What to do :: Quote the records below word for word, from the line containing "Locate the white" through the line containing "column 902, row 346", and give nothing beyond that stretch.

Input records ::
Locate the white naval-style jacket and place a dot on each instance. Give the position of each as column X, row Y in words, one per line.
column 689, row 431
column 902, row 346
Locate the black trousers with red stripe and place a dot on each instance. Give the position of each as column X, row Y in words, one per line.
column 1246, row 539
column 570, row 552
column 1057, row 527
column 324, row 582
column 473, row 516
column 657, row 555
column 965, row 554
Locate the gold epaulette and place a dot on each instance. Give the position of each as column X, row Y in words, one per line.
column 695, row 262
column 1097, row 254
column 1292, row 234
---
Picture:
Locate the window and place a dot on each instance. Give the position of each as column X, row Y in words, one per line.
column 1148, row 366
...
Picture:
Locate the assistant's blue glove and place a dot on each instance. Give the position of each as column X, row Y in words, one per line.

Response for this exercise ::
Locate the white naval-style jacket and place a dot on each instance. Give the position of each as column X, row Y in words, one per line.
column 689, row 431
column 902, row 346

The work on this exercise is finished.